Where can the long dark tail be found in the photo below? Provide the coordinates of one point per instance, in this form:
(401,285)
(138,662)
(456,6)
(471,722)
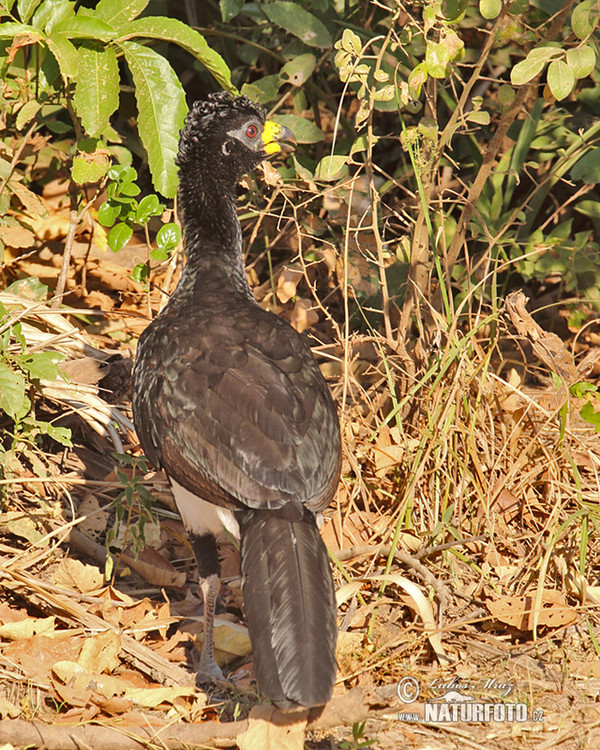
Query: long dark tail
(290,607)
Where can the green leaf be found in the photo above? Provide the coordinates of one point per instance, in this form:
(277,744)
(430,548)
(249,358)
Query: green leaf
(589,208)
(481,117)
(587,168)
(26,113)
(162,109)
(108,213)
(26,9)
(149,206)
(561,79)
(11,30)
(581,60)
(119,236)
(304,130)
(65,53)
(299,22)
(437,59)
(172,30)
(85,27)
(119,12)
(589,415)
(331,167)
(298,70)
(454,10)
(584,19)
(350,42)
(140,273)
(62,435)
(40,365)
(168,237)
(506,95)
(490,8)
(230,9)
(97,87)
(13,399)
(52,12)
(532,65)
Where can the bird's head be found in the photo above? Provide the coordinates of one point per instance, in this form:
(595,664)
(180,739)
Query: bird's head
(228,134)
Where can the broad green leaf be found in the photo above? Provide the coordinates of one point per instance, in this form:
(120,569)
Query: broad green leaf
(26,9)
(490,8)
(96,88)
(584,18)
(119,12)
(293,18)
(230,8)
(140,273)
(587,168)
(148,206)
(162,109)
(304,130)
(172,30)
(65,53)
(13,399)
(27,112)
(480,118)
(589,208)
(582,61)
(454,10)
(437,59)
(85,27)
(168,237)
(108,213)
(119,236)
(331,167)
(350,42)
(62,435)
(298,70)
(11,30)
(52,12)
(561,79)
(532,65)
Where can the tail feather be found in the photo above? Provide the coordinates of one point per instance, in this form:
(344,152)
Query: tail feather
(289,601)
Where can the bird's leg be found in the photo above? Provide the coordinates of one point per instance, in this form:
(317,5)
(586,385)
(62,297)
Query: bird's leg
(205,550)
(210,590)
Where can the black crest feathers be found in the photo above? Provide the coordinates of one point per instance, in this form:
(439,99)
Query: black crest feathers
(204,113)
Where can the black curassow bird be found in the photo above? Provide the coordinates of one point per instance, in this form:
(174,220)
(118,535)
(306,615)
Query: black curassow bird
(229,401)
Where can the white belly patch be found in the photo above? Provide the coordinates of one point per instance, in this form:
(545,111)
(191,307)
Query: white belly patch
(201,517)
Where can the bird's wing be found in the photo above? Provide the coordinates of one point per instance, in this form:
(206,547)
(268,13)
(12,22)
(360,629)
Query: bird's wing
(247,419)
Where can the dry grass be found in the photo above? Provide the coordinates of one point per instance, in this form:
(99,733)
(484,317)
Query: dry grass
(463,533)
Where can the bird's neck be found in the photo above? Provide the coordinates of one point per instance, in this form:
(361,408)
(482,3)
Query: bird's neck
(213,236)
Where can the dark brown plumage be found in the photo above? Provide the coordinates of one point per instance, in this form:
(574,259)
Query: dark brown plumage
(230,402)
+++
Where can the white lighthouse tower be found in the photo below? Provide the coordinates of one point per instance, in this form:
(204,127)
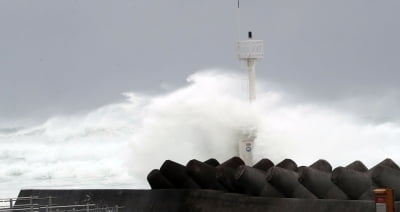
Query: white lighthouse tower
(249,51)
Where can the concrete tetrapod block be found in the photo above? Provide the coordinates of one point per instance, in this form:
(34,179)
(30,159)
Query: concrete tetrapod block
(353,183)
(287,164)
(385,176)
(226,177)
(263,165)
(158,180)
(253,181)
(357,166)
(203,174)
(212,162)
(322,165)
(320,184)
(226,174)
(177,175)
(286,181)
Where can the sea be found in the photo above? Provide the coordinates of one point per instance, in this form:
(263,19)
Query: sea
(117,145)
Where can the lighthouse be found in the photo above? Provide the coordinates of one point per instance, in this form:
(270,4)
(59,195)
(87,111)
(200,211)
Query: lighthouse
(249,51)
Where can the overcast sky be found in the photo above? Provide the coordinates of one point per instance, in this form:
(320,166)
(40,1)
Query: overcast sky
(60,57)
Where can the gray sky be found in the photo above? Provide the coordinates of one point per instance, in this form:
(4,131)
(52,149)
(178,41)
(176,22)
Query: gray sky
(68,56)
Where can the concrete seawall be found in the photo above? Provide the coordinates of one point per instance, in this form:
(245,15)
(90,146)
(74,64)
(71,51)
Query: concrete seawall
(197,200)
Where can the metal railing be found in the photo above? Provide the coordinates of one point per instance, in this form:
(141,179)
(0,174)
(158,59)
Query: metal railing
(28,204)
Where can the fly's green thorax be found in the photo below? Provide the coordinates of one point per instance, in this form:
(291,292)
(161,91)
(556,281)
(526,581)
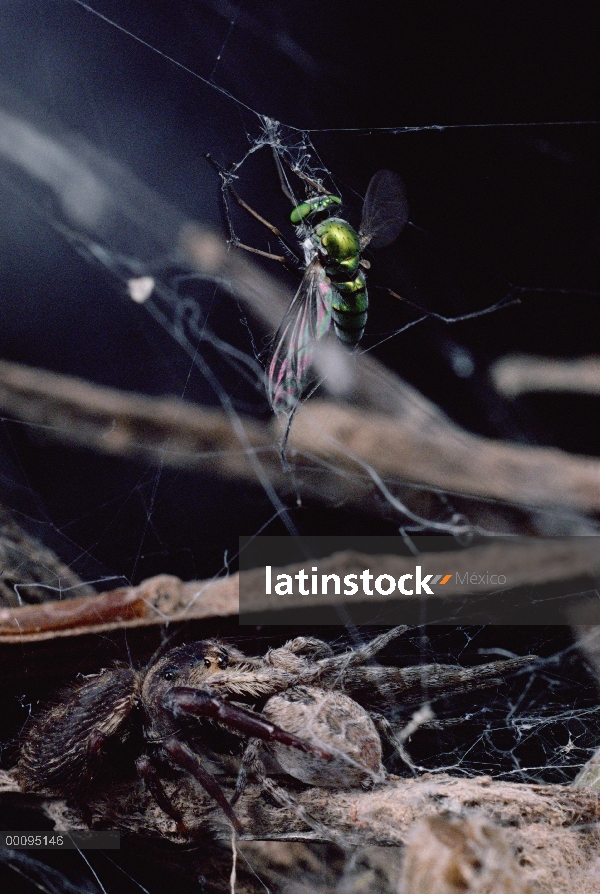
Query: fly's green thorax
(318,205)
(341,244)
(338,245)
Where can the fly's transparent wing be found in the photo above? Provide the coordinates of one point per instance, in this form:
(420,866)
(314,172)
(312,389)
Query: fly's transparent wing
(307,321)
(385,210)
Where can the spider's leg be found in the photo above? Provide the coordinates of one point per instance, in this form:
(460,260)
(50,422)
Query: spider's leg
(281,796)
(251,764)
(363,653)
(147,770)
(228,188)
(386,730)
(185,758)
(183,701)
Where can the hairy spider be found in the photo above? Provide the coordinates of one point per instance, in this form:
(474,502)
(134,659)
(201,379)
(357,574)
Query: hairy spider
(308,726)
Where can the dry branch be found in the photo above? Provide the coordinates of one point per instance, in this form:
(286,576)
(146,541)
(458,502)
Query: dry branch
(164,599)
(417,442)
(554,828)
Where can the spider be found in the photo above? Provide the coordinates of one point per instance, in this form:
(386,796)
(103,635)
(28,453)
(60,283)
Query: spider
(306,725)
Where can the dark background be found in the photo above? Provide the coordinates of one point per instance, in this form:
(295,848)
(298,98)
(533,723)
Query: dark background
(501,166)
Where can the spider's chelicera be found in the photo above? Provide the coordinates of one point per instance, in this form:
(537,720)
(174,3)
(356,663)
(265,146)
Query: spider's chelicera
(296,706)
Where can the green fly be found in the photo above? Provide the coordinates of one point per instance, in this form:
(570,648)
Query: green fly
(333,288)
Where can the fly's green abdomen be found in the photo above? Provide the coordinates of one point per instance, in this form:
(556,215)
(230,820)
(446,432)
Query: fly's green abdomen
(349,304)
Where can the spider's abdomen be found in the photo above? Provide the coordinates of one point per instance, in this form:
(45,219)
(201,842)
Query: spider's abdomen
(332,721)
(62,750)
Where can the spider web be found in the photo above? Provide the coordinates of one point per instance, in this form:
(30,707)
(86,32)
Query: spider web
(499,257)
+++
> Challenge:
Return every line of the entries above that contains the string "seawall". Case counts.

> Written answer:
Where can the concrete seawall be found in the photo above? Provide the coordinates of one point per instance, in this form:
Query: concrete seawall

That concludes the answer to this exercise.